(Input data)
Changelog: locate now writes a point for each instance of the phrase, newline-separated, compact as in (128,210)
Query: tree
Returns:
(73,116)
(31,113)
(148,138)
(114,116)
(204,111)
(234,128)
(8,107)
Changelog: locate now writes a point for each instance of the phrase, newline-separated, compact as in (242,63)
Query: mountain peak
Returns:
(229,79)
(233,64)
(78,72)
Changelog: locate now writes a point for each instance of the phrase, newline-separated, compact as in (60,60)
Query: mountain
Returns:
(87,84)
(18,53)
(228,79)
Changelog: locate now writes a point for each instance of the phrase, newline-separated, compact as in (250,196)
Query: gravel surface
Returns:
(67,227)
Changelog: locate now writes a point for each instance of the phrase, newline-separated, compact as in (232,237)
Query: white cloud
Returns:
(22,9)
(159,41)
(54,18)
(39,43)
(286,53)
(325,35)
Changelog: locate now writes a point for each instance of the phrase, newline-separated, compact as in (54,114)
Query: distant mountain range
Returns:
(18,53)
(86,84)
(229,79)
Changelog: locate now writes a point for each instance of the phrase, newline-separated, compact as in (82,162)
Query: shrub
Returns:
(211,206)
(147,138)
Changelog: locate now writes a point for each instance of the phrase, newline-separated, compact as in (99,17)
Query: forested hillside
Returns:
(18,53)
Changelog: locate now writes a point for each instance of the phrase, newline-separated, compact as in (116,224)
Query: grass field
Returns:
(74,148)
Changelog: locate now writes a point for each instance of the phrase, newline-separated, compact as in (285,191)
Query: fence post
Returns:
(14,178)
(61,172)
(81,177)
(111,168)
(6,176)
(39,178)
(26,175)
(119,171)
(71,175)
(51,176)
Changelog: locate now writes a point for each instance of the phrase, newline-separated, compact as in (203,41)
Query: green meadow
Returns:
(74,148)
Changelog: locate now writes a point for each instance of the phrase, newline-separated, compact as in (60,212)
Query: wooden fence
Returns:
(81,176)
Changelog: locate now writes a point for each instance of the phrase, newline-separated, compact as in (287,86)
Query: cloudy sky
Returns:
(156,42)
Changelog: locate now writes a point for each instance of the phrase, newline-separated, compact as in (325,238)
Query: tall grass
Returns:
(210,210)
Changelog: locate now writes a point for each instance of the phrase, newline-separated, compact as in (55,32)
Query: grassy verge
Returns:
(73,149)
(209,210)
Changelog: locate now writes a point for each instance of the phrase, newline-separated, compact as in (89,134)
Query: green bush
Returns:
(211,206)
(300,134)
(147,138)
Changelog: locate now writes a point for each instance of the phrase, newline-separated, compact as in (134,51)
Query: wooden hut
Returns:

(Goal of the exercise)
All lines in the entries above that include "green" should be found and copied.

(Problem solution)
Query: green meadow
Query: green bush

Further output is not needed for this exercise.